Prompt: Your answer should be an exact copy of every record.
[[ Data provided, beginning ]]
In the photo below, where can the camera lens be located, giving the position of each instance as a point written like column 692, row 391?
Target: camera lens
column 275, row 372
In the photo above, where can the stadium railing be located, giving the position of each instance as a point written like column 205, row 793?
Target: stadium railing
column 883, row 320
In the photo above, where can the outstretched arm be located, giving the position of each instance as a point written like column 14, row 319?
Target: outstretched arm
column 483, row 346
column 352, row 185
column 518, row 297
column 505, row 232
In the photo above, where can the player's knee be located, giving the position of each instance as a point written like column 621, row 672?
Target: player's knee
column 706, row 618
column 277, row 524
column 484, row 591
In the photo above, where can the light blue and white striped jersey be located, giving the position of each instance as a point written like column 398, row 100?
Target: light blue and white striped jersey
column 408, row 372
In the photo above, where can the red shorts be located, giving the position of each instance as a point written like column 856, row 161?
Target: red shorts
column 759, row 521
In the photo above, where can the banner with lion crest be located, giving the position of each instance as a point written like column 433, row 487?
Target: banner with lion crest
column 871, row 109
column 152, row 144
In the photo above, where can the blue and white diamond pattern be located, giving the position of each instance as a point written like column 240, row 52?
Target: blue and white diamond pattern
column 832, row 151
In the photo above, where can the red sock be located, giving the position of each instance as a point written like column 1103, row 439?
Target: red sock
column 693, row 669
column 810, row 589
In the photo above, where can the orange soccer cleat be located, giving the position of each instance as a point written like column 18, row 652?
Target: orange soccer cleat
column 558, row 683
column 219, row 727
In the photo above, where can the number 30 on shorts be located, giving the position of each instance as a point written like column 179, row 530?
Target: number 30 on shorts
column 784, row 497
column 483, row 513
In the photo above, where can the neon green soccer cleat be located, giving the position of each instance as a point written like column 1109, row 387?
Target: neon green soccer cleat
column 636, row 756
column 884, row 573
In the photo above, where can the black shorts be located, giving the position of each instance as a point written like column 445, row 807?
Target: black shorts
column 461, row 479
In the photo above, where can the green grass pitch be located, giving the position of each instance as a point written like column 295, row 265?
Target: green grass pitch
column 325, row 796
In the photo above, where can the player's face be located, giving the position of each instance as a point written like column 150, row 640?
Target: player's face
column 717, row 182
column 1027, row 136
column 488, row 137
[[ Data provided, end ]]
Solution:
In the photo below, where can the camera lens be located, giving the position of each instance as a point written like column 692, row 391?
Target: camera lens
column 275, row 372
In the photo above, where can the stadium railing be located, giving the position of each instance as a point written like column 205, row 793?
Target: stadium railing
column 883, row 320
In the photo above, where can the outstretched arm be located, giving the position of each instance as a point written like column 14, row 319?
Target: outstretched arm
column 483, row 346
column 352, row 185
column 518, row 297
column 505, row 232
In the photo above, where can the player's knee be located, giving the position of each instance as a point written like column 621, row 672?
Target: player's knee
column 706, row 618
column 277, row 524
column 484, row 591
In the photo above, where can the light blue and white striped jersey be located, giving the position of each instance as a point written like column 398, row 100?
Target: light blue and white striped jersey
column 408, row 372
In the photo above, where can the red shorts be located, giving the position of each instance as a point written like column 856, row 161?
Target: red shorts
column 759, row 521
In the photo above, where can the banner with lion crest be located, giving the position of each instance as a point written like column 433, row 487?
Target: banner with lion crest
column 871, row 109
column 152, row 144
In the photo above, where can the blue and white diamond pattern be located, giving the position of each instance as a point written like column 240, row 52?
Target: blue and white diamond pattern
column 832, row 151
In the photo above, where can the red sock be located, giving the position of each instance as a point written like column 1103, row 439?
Target: red sock
column 693, row 669
column 810, row 589
In the photo above, where can the orange soccer cleat be located, giving the position of each instance as a point written like column 18, row 652?
Target: orange soccer cleat
column 558, row 683
column 219, row 727
In the photo above, where can the number 30 on shorts be located, giving the position of each instance as a point written like column 179, row 530?
Target: number 30 on shorts
column 784, row 497
column 483, row 513
In the photo above, where can the neon green soccer cleat be located, giving the position of each instance as a point written like column 1109, row 387?
Target: neon green soccer cleat
column 636, row 756
column 884, row 573
In the photo above, where can the black shorts be located, giving the position of each instance as a point written like column 445, row 807?
Target: black shorts
column 461, row 479
In the photo above, where can the green grass pitch be located, giving the position of each instance as a point written like column 295, row 265?
Target: green grass pitch
column 325, row 796
In the photo above, where can the player's face be located, giving the position of each instance as a point written like column 150, row 640?
Target: player's face
column 717, row 182
column 1027, row 136
column 488, row 137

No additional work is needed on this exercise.